*AIM OF THE TASK*
Repeat precisely, and only, the lines between the line containing "Objective: one point per instance of the gray floor" and the end of the listing below, both ends included.

<<<<

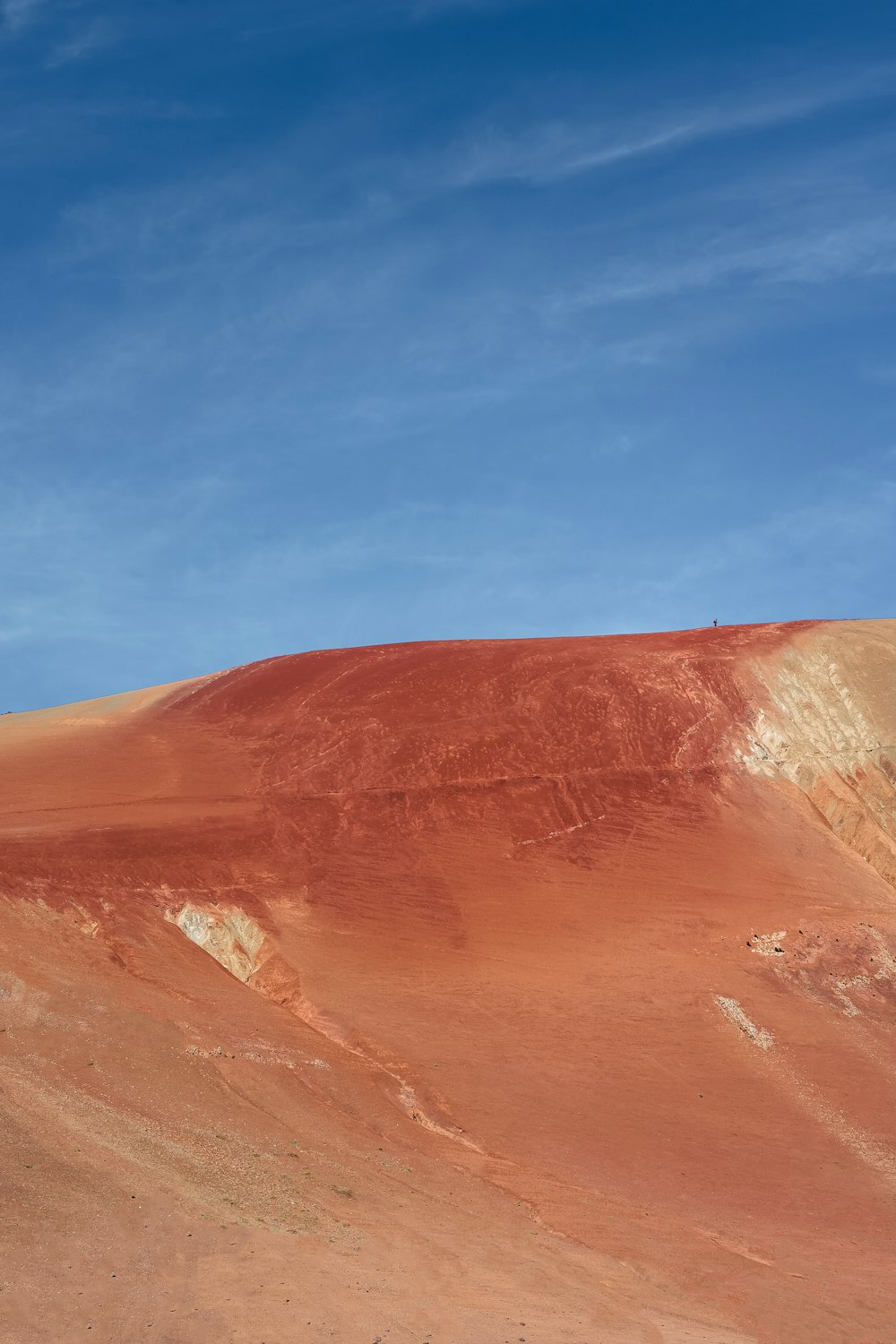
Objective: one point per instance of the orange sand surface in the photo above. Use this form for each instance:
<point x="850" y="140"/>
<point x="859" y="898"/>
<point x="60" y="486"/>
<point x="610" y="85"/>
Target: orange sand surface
<point x="458" y="994"/>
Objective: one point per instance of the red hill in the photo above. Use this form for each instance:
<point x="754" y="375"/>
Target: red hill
<point x="458" y="992"/>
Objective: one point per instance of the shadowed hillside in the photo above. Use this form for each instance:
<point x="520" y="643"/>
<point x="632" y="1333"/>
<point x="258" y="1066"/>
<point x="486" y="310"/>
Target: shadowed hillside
<point x="458" y="992"/>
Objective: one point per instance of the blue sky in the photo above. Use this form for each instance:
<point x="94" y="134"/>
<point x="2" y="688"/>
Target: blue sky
<point x="349" y="322"/>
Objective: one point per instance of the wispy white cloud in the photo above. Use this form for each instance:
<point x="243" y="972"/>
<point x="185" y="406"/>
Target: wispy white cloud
<point x="21" y="13"/>
<point x="559" y="150"/>
<point x="82" y="43"/>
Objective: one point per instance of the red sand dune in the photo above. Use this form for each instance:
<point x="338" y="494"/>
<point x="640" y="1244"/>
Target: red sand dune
<point x="458" y="992"/>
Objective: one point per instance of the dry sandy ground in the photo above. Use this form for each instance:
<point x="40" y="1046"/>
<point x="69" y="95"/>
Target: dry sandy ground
<point x="469" y="992"/>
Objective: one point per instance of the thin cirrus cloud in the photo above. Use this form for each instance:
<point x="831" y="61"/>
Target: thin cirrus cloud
<point x="82" y="43"/>
<point x="21" y="13"/>
<point x="557" y="151"/>
<point x="312" y="347"/>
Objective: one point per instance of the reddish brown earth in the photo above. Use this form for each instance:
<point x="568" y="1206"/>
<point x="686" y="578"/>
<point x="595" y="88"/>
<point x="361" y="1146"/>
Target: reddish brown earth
<point x="458" y="992"/>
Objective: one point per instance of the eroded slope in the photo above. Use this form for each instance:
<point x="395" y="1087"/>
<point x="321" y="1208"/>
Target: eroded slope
<point x="575" y="956"/>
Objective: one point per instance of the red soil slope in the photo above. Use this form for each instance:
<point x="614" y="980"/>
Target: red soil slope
<point x="463" y="992"/>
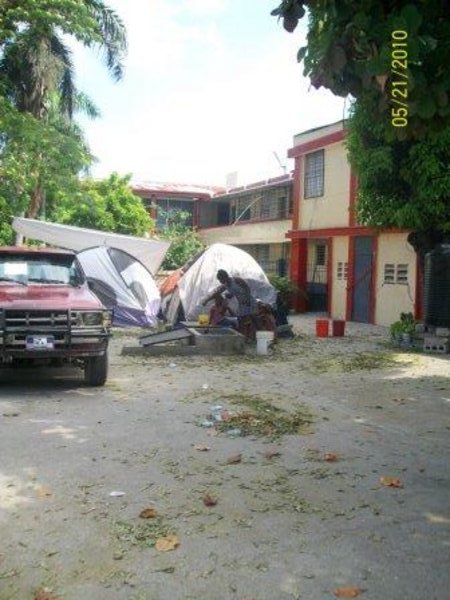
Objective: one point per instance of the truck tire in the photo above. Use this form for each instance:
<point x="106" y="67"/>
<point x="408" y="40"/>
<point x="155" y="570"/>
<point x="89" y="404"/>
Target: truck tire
<point x="96" y="370"/>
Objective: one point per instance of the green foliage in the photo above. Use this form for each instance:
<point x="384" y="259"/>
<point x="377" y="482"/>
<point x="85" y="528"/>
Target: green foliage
<point x="36" y="153"/>
<point x="286" y="288"/>
<point x="6" y="231"/>
<point x="349" y="51"/>
<point x="41" y="150"/>
<point x="89" y="21"/>
<point x="402" y="184"/>
<point x="185" y="242"/>
<point x="406" y="324"/>
<point x="107" y="205"/>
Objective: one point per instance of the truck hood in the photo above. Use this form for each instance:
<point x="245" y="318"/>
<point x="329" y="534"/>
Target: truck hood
<point x="47" y="297"/>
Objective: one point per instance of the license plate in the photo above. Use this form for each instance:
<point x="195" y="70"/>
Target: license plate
<point x="40" y="342"/>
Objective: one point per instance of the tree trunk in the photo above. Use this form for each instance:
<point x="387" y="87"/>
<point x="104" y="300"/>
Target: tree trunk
<point x="37" y="198"/>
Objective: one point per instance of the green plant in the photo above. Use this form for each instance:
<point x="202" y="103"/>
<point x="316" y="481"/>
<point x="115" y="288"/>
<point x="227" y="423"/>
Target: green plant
<point x="406" y="324"/>
<point x="185" y="242"/>
<point x="287" y="289"/>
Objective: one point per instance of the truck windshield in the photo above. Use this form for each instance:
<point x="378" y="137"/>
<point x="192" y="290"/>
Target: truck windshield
<point x="40" y="270"/>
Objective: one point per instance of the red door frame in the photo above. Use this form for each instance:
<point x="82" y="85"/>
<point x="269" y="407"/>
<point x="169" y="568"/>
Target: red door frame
<point x="351" y="279"/>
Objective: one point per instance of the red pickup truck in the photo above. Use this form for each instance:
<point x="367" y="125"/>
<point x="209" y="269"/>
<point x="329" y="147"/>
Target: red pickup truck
<point x="48" y="314"/>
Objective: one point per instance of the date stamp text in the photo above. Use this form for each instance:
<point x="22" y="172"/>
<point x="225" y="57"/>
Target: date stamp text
<point x="399" y="78"/>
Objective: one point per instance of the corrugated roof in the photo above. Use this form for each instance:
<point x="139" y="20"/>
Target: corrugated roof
<point x="175" y="188"/>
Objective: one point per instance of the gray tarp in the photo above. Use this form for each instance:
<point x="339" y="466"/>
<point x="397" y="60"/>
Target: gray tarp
<point x="200" y="280"/>
<point x="149" y="252"/>
<point x="118" y="268"/>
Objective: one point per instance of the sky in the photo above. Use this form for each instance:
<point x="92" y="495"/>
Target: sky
<point x="211" y="88"/>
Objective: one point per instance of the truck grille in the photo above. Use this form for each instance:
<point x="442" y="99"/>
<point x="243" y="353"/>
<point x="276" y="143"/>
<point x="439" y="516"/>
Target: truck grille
<point x="37" y="320"/>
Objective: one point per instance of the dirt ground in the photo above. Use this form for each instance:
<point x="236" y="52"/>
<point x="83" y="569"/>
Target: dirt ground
<point x="336" y="485"/>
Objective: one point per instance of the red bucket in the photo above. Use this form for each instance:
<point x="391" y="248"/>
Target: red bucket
<point x="338" y="328"/>
<point x="322" y="327"/>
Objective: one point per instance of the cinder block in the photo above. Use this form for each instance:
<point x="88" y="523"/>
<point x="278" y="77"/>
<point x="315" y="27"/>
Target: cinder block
<point x="438" y="345"/>
<point x="442" y="331"/>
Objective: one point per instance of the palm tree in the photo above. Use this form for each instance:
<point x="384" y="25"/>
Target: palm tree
<point x="37" y="72"/>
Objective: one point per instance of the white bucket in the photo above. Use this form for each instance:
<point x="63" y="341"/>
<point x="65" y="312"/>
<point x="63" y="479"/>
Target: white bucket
<point x="263" y="341"/>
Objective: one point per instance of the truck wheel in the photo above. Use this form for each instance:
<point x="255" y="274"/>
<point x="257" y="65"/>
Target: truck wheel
<point x="96" y="370"/>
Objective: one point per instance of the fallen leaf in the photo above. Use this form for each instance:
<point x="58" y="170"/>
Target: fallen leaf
<point x="43" y="492"/>
<point x="44" y="594"/>
<point x="148" y="513"/>
<point x="227" y="415"/>
<point x="391" y="481"/>
<point x="432" y="518"/>
<point x="167" y="543"/>
<point x="330" y="456"/>
<point x="166" y="570"/>
<point x="348" y="592"/>
<point x="234" y="460"/>
<point x="208" y="500"/>
<point x="271" y="453"/>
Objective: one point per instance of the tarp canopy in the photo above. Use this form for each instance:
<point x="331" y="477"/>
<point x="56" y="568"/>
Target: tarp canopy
<point x="200" y="280"/>
<point x="116" y="275"/>
<point x="149" y="252"/>
<point x="123" y="284"/>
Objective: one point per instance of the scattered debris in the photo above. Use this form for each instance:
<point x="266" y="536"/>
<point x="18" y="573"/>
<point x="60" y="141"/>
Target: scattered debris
<point x="271" y="454"/>
<point x="166" y="570"/>
<point x="391" y="482"/>
<point x="44" y="594"/>
<point x="43" y="492"/>
<point x="148" y="513"/>
<point x="330" y="456"/>
<point x="144" y="534"/>
<point x="167" y="543"/>
<point x="234" y="432"/>
<point x="261" y="418"/>
<point x="209" y="500"/>
<point x="348" y="592"/>
<point x="234" y="460"/>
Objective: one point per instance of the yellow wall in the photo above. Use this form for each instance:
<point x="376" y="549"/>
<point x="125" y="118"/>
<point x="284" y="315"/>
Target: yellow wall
<point x="272" y="232"/>
<point x="331" y="209"/>
<point x="316" y="273"/>
<point x="392" y="299"/>
<point x="339" y="291"/>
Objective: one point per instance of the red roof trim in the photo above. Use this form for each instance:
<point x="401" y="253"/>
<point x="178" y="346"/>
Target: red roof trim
<point x="325" y="140"/>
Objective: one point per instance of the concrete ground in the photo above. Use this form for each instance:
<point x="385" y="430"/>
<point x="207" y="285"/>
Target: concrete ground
<point x="309" y="514"/>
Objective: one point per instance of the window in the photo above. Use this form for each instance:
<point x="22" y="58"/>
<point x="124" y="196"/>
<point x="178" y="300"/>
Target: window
<point x="262" y="252"/>
<point x="321" y="252"/>
<point x="314" y="174"/>
<point x="396" y="273"/>
<point x="282" y="207"/>
<point x="389" y="273"/>
<point x="342" y="271"/>
<point x="402" y="273"/>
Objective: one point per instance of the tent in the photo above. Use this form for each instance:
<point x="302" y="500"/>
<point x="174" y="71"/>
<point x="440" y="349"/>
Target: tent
<point x="198" y="280"/>
<point x="150" y="253"/>
<point x="118" y="267"/>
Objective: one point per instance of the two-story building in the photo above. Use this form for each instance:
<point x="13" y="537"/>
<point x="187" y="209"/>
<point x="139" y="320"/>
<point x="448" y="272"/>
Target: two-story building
<point x="162" y="199"/>
<point x="255" y="218"/>
<point x="351" y="271"/>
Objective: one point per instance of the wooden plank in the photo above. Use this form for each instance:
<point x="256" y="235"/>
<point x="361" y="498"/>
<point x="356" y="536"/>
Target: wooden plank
<point x="165" y="336"/>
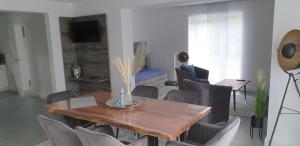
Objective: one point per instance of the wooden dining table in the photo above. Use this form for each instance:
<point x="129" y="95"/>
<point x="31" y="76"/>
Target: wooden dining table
<point x="155" y="118"/>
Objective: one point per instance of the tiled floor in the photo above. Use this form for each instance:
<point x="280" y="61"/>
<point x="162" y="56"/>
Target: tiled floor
<point x="18" y="125"/>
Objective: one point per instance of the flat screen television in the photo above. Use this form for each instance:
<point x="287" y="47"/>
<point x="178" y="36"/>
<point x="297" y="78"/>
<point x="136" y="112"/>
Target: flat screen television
<point x="85" y="31"/>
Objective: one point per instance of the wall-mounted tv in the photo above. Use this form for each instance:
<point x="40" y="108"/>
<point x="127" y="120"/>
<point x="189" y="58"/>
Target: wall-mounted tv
<point x="85" y="31"/>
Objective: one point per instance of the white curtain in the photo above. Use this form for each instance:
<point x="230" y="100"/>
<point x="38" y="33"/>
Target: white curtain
<point x="215" y="41"/>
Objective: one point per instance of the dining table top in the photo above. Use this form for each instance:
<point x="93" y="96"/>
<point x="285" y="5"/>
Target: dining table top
<point x="157" y="118"/>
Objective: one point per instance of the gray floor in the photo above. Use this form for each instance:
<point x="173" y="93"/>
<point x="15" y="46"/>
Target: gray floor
<point x="18" y="125"/>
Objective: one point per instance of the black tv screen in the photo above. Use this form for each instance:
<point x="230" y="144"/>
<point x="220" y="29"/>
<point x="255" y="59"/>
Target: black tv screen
<point x="85" y="31"/>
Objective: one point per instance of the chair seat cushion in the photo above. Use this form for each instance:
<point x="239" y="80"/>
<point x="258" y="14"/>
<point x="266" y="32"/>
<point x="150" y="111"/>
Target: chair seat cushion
<point x="102" y="129"/>
<point x="189" y="68"/>
<point x="200" y="80"/>
<point x="193" y="143"/>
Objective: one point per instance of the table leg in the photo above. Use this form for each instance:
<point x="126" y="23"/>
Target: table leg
<point x="182" y="136"/>
<point x="234" y="99"/>
<point x="152" y="141"/>
<point x="245" y="91"/>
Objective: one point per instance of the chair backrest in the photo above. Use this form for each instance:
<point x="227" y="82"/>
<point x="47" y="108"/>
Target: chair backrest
<point x="186" y="96"/>
<point x="202" y="90"/>
<point x="220" y="101"/>
<point x="59" y="96"/>
<point x="145" y="91"/>
<point x="181" y="75"/>
<point x="58" y="133"/>
<point x="201" y="73"/>
<point x="225" y="136"/>
<point x="91" y="138"/>
<point x="215" y="96"/>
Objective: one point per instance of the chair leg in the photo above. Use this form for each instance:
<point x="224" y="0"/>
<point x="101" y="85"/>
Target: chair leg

>>>>

*WRITTEN REPLY*
Objective: one point per instance of the gray floor in the photo above. Use this form for each instance:
<point x="173" y="93"/>
<point x="15" y="46"/>
Target: gray floor
<point x="18" y="125"/>
Objective: one point per instance of the black tv screen in the photo above. Use this form for each instance:
<point x="230" y="144"/>
<point x="220" y="29"/>
<point x="255" y="59"/>
Target: black tv screen
<point x="85" y="31"/>
Objective: one point per instance of the chair seat cushion in the photo above. Use this form for each instance:
<point x="239" y="80"/>
<point x="258" y="14"/>
<point x="266" y="32"/>
<point x="150" y="111"/>
Target: chair seat cushion
<point x="102" y="129"/>
<point x="189" y="68"/>
<point x="200" y="80"/>
<point x="193" y="143"/>
Objective: one point per instance of the table leg in the photo above. Use this form for each instance:
<point x="126" y="23"/>
Target: table leg
<point x="182" y="136"/>
<point x="234" y="99"/>
<point x="152" y="141"/>
<point x="245" y="91"/>
Objective: one point per instance of the chair backrest in the photo above. Use this form for each instance:
<point x="227" y="82"/>
<point x="47" y="108"/>
Target: chair backrest
<point x="186" y="96"/>
<point x="202" y="90"/>
<point x="220" y="101"/>
<point x="59" y="96"/>
<point x="145" y="91"/>
<point x="181" y="75"/>
<point x="58" y="133"/>
<point x="201" y="73"/>
<point x="225" y="136"/>
<point x="91" y="138"/>
<point x="215" y="96"/>
Objective: one point per instance of the chair leg in the photo above. Use this form for each instance:
<point x="224" y="0"/>
<point x="101" y="85"/>
Target: chair leg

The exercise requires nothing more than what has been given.